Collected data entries
"""

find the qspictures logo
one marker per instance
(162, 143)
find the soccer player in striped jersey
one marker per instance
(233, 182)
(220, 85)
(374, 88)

"""

## DIRECTIONS:
From the line containing "find the soccer player in striped jersey" down to the last line of the records, transcribe every line exactly and add nothing else.

## EXPECTED ANSWER:
find the soccer player in striped jersey
one marker per instance
(233, 182)
(220, 85)
(374, 88)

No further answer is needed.